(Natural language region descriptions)
• • • • • • •

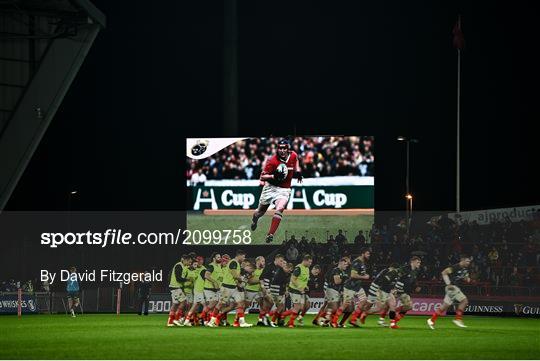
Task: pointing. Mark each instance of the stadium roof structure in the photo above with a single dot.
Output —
(43, 43)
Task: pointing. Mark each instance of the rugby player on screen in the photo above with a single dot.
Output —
(277, 176)
(453, 275)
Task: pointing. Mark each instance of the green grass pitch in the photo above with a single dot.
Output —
(309, 226)
(137, 337)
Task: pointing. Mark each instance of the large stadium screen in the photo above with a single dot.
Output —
(261, 190)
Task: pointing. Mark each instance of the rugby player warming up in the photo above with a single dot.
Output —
(277, 177)
(453, 295)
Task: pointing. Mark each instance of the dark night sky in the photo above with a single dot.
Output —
(383, 68)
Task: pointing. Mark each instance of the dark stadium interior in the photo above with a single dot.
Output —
(383, 69)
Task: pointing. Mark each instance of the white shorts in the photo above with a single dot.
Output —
(298, 298)
(177, 295)
(211, 296)
(278, 299)
(270, 194)
(252, 295)
(231, 294)
(331, 295)
(198, 297)
(351, 296)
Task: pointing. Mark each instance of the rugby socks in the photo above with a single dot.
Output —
(240, 314)
(435, 315)
(179, 314)
(286, 313)
(275, 222)
(355, 315)
(336, 315)
(399, 314)
(204, 312)
(262, 313)
(171, 316)
(345, 317)
(321, 313)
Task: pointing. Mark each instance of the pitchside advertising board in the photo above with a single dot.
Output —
(223, 173)
(161, 303)
(487, 216)
(9, 303)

• • • • • • •

- Required work
The data above should be restated exactly, with its images dropped.

- Result of this exercise
Task: pointing. Mark each instance of the stadium roof structure in the photo above with a single dot.
Output —
(43, 43)
Task: pointing. Mark each instance of the rugby player on screen in the photo above with a single dot.
Output —
(277, 176)
(453, 275)
Task: pointing. Mark each instance of the green grass pitch in the photo above with a single dot.
Output —
(309, 226)
(137, 337)
Task: pointing. Mark each instance of the large stadium screen in the photo above with a single dot.
Output —
(261, 190)
Task: pointing. Mark each instance of the rugby player warming up in the photo above with a single dot.
Output —
(277, 177)
(453, 295)
Task: pointing. Mark each instance of the dark night sky in the photo above with a single dot.
Output —
(383, 68)
Task: pointing. Mark each instance of the dark stadium interior in the photo above with a single dot.
Output —
(383, 69)
Task: pointing. Mark each instance of the white shorts in the photo above with a single dot.
Output —
(298, 298)
(177, 295)
(211, 296)
(278, 299)
(270, 194)
(252, 295)
(231, 294)
(331, 295)
(198, 297)
(351, 296)
Task: pointing. Mark each instance of the rugby socks in the photo above with a single dot.
Output —
(240, 314)
(435, 315)
(179, 314)
(286, 313)
(275, 222)
(355, 315)
(336, 315)
(399, 314)
(204, 312)
(262, 313)
(171, 316)
(345, 317)
(321, 313)
Task: pointing. Mark each instance of the pitchside advertising board in the photo above with a single dot.
Output —
(223, 173)
(161, 303)
(487, 216)
(9, 303)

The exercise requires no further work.